Records
*-*-*

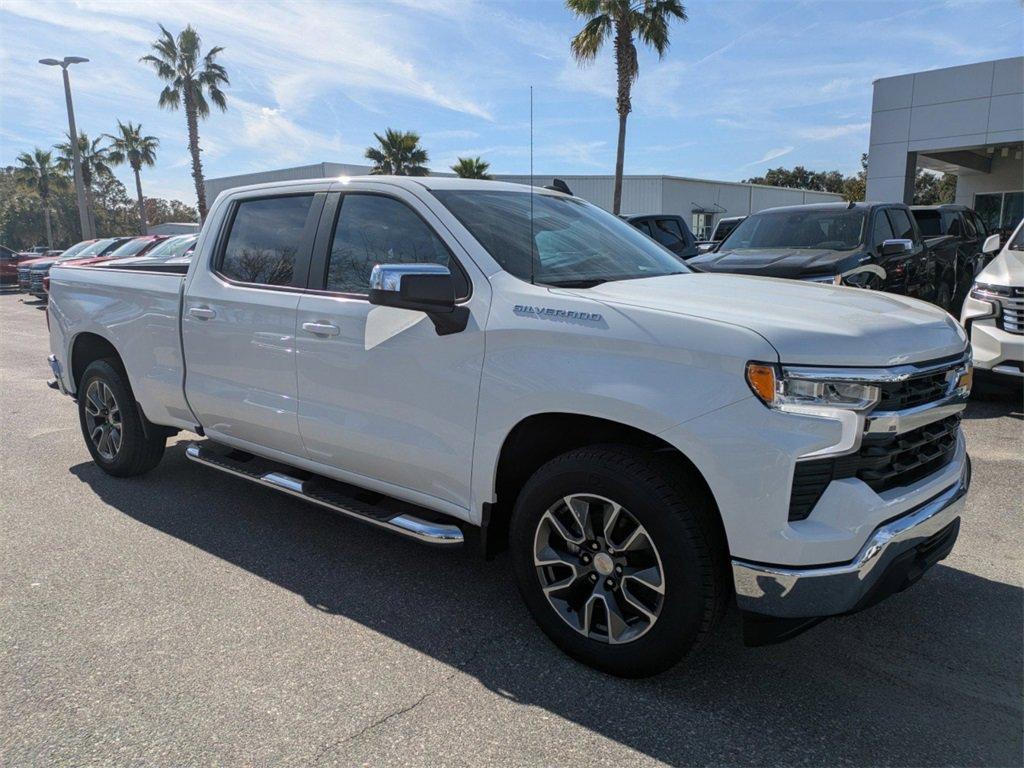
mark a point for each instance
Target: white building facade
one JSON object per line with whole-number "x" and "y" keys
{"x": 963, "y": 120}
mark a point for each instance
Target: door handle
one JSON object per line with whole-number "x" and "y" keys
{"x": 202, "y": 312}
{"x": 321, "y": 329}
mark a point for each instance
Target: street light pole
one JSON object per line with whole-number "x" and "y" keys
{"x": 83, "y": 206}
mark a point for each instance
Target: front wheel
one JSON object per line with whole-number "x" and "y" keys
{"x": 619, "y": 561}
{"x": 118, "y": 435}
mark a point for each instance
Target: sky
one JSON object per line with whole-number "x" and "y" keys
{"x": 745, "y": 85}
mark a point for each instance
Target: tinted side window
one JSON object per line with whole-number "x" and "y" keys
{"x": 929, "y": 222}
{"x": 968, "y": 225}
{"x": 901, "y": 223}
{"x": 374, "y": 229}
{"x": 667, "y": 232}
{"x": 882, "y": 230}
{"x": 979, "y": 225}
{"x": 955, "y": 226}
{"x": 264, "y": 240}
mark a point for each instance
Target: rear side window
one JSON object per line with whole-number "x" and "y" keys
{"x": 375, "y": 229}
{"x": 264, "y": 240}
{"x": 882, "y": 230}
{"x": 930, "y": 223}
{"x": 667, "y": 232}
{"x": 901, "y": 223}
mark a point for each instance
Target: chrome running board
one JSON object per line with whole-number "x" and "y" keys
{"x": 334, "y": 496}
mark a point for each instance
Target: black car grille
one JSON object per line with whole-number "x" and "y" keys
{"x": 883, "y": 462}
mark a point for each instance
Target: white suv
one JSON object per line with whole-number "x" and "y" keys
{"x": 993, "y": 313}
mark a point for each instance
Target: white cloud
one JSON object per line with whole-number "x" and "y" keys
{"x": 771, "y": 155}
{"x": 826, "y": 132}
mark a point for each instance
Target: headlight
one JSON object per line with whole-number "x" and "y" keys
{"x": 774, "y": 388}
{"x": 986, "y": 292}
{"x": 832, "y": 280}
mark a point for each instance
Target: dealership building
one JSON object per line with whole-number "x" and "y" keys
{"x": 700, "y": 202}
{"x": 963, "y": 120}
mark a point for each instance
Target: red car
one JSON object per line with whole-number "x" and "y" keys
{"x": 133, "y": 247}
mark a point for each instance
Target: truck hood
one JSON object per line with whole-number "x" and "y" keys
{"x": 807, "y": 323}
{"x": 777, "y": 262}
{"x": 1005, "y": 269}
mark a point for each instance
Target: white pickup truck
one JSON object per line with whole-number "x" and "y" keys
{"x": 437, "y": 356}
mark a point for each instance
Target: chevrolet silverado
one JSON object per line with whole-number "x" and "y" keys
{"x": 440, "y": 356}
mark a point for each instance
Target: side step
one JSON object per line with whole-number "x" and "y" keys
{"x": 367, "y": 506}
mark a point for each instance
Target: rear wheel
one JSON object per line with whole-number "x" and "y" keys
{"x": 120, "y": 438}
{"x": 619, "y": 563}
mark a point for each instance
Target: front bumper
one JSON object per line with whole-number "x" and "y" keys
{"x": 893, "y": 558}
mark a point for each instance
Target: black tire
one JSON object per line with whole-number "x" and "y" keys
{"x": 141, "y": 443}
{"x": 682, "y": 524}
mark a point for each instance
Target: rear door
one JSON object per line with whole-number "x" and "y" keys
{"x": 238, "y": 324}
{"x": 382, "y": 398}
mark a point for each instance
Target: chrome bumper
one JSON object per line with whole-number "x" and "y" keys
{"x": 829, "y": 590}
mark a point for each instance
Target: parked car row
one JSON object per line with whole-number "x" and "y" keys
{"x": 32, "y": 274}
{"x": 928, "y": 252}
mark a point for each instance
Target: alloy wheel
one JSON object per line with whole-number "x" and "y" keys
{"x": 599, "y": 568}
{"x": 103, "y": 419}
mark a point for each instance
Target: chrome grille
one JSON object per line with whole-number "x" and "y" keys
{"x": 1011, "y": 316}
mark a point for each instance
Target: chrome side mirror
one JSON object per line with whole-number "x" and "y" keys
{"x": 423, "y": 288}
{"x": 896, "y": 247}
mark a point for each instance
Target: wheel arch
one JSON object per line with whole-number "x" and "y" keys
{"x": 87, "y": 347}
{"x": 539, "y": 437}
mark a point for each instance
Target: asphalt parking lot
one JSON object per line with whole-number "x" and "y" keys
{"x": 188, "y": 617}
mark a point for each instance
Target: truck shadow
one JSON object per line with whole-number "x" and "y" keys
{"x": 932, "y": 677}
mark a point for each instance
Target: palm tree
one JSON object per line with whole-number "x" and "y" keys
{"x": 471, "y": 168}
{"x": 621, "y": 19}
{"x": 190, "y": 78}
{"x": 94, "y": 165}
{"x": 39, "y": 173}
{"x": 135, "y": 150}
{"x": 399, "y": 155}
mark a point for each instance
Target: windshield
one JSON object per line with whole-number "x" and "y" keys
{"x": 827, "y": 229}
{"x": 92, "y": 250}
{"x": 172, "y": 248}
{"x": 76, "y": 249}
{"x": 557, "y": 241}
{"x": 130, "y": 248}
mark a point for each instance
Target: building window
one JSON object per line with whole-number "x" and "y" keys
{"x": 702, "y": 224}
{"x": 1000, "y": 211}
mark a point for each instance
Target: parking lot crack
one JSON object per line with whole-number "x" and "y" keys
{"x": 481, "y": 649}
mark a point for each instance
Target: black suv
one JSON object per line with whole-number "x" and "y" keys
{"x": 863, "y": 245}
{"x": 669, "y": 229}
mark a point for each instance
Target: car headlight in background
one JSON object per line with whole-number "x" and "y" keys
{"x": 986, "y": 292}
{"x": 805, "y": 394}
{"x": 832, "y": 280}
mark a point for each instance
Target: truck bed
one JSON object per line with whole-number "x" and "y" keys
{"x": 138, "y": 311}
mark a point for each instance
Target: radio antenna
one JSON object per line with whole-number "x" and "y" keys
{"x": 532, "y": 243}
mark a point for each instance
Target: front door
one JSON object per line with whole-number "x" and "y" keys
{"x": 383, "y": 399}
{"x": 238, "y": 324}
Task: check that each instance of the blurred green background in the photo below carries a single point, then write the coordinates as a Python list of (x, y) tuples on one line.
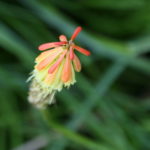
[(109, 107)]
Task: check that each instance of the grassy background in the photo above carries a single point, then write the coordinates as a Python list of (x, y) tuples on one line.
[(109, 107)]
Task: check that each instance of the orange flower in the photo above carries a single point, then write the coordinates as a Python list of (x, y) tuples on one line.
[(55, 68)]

*-*-*

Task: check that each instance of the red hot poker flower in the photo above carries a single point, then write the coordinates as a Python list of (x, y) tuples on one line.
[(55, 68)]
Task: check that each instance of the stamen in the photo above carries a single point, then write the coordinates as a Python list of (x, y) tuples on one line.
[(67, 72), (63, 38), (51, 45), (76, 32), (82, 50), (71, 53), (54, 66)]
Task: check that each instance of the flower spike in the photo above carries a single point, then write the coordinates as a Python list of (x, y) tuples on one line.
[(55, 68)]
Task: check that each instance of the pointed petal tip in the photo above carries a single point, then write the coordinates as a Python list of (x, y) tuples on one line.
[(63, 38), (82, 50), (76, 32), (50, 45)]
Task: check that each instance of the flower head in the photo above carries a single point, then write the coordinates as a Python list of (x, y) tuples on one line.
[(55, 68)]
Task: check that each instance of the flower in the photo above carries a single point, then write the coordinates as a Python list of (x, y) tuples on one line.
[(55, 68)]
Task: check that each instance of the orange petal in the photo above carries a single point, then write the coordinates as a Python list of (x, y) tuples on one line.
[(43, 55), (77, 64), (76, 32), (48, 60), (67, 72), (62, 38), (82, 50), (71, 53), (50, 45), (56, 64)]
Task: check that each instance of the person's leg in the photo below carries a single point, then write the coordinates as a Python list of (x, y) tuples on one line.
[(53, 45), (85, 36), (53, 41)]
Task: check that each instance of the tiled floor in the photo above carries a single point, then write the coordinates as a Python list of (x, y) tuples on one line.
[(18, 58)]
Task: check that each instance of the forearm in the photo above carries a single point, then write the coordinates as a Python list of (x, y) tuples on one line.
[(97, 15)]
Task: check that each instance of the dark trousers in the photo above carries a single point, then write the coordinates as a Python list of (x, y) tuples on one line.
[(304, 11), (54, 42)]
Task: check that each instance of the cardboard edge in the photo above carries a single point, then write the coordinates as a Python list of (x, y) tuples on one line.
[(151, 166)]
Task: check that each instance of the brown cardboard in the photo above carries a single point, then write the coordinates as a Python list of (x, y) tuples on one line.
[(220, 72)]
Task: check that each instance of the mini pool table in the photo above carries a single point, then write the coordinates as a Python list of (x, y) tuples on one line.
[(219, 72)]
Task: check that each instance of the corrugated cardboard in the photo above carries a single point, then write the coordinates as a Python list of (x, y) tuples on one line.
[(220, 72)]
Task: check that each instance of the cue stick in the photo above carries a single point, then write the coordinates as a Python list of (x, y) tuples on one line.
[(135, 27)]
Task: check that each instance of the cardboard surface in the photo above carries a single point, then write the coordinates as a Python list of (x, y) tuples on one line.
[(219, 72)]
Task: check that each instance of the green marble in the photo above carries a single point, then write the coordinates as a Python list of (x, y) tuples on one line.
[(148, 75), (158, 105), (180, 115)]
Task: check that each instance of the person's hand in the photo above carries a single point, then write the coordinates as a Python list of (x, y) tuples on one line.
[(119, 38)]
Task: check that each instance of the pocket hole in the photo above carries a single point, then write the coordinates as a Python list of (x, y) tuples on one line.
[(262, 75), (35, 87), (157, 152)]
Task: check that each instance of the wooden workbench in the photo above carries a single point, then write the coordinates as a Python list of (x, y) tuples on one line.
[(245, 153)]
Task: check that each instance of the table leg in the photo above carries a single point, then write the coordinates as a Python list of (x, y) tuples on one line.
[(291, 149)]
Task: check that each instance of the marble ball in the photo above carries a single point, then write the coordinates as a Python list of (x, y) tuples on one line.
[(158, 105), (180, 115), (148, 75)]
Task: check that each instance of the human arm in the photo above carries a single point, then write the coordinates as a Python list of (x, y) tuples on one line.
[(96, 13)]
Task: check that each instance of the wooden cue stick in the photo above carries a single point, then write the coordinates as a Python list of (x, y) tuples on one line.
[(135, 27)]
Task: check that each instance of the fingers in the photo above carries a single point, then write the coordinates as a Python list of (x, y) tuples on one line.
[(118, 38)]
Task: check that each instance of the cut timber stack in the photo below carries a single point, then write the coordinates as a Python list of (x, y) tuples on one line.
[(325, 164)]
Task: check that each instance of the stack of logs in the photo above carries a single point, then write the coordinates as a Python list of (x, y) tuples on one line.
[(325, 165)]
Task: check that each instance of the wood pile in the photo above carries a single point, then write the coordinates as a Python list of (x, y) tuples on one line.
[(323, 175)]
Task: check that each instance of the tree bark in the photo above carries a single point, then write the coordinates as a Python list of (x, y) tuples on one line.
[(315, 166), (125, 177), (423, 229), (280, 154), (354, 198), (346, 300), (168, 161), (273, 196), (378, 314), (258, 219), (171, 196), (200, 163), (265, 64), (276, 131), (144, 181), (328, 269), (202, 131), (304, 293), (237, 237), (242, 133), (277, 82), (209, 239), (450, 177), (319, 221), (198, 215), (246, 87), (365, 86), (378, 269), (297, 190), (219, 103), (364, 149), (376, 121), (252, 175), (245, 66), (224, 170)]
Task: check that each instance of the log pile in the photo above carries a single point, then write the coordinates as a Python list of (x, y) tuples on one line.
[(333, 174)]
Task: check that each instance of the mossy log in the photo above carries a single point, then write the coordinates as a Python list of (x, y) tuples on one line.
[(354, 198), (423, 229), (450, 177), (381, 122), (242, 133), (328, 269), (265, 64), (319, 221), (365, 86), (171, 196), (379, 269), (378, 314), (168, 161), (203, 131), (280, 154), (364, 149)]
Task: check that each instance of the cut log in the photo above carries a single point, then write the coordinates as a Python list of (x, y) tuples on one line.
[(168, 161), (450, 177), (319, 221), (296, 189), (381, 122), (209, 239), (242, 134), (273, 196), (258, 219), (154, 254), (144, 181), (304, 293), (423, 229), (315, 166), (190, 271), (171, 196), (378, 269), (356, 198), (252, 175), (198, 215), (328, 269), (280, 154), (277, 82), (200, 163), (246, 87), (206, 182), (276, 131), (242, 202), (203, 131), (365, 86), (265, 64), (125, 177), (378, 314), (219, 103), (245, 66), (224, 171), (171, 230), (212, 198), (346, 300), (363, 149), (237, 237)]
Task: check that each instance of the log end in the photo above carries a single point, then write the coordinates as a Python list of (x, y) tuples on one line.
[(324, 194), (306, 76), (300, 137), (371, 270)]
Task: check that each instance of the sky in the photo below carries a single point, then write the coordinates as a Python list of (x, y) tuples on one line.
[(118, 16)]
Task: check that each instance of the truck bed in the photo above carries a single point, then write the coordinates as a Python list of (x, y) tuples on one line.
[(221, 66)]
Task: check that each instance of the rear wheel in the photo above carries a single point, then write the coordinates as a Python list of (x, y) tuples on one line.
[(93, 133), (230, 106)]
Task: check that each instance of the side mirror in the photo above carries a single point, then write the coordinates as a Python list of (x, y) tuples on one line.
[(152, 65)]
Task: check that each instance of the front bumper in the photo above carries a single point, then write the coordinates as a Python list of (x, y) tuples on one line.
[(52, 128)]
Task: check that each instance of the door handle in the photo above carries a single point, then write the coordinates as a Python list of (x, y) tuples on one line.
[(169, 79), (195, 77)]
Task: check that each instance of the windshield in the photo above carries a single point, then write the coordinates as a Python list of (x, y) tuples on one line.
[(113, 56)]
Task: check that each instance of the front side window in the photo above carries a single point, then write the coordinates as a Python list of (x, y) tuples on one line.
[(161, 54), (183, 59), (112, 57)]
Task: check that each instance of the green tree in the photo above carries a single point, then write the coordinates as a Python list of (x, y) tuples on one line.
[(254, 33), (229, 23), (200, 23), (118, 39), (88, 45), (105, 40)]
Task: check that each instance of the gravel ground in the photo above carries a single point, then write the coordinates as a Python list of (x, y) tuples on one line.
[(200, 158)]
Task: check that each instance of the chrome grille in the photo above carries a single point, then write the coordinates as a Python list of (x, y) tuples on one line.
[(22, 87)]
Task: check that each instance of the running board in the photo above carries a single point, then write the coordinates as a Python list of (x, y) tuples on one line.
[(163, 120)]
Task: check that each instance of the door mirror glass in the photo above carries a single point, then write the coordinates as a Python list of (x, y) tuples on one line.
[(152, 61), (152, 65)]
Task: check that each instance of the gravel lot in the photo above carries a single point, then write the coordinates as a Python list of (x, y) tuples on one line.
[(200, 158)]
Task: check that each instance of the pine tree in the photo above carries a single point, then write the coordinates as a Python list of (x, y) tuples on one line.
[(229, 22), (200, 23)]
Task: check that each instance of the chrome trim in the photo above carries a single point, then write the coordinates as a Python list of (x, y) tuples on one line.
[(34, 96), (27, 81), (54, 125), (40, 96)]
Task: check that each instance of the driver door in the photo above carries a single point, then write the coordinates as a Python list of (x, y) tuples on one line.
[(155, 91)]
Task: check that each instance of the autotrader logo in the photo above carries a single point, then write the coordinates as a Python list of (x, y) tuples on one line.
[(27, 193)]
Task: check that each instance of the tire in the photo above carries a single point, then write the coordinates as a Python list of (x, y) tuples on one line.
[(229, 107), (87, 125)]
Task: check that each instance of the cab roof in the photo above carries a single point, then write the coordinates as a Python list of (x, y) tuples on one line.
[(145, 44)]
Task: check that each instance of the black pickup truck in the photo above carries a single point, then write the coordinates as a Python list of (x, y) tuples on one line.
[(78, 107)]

*-*-*

» What you have to do
Replace "log pile" with "heap of logs" in the lines starting at the one containing "Task: check that each instance of the fingers" and ending at the one containing "154), (364, 149)]", and give back only those lines with nothing else changed.

» Written reply
Task: check that each instance of the fingers in the photo above carries a single point, then write the coordinates as a Python list of (x, y) tuples on one line.
[(118, 38)]
Task: check that each instance of the cut timber stack in the photo below carries a single point, then write the coordinates as a Python list of (x, y) tuples on one line.
[(325, 164)]
Task: check that each instance of the stack of logs in the photo above carries a single point, then write the coordinates as a Python list of (x, y) tuples on one line.
[(325, 165)]
Task: check that each instance of the wood pile in the photo above carries a single point, then write the coordinates as a Python list of (x, y) tuples on one line.
[(323, 175)]
Task: check that each instance of the tree bark in the photo above carries a single point, then write the coordinates as a Python list of (x, y) tuples on one line.
[(315, 166), (125, 177), (423, 229), (280, 154), (354, 198), (346, 300), (168, 161), (273, 196), (378, 314), (258, 219), (171, 196), (200, 163), (265, 64), (276, 131), (144, 181), (328, 269), (202, 131), (304, 293), (237, 237), (242, 133), (277, 82), (209, 239), (450, 177), (319, 221), (198, 215), (246, 87), (365, 86), (378, 269), (297, 190), (219, 103), (364, 149), (376, 121), (252, 175), (245, 66), (224, 170)]
Task: check that each instance of the heap of logs in the photo above carries a single point, then write the coordinates as a Python list of (x, y) tuples on one line.
[(333, 174)]
Task: check that each instance of the mossy log in the photo above carries a single point, then write the coordinates as a Python list of (x, y) tuples on one line.
[(354, 198), (423, 229), (450, 177), (381, 122), (242, 133), (328, 269), (265, 64), (319, 221), (365, 86), (171, 196), (379, 269), (378, 314), (168, 161), (203, 131), (280, 154), (364, 149)]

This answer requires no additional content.